## Set problem
Can you arrange the lines of the material below as a numbered list, from the line holding "Expected behaviour: for each instance of the metal" through the end of the material, both included and blank lines left out?

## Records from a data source

>>>>

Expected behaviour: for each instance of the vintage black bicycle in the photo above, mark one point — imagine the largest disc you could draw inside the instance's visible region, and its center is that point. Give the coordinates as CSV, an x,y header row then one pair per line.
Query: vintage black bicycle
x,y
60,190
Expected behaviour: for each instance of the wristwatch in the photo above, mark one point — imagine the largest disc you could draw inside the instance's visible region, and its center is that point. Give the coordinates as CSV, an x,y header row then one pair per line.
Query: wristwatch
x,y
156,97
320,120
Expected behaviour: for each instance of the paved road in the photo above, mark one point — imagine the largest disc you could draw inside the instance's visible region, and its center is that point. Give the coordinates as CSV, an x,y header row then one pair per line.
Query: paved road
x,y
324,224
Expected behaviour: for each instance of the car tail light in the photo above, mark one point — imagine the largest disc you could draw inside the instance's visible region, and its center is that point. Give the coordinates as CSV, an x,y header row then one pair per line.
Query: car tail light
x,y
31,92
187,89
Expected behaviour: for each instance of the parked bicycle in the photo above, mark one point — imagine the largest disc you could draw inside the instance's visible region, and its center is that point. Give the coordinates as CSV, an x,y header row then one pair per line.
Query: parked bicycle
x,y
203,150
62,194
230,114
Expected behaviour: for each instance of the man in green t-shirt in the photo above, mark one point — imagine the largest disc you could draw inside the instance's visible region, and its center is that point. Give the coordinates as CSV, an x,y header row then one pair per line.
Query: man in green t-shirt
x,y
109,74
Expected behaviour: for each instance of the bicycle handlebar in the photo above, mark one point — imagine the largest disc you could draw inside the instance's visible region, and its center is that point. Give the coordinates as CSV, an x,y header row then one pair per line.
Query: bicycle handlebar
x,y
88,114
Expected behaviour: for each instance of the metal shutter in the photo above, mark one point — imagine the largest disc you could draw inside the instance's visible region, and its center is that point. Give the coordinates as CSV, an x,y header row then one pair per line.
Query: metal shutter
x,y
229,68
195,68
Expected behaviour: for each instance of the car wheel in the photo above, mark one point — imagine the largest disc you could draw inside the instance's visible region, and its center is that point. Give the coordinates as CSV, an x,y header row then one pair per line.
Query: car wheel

<<<<

## Written response
1. Expected behaviour: for each instance of the metal shutter in the photo above, mark one point — imagine the largest disc you could draw inside the instance's visible region, and its center is that point. Give the coordinates as CSV, an x,y header row then one pair per line.
2. Query: metal shutter
3. x,y
4. 229,68
5. 195,68
6. Expected behaviour: for each instance of the car wheel in the photo above, mark one point — imagine the largest disc you could draw inside the instance's visible region, and its center is that point. Give the coordinates as CSV, an x,y header row then one pair per line.
7. Query: car wheel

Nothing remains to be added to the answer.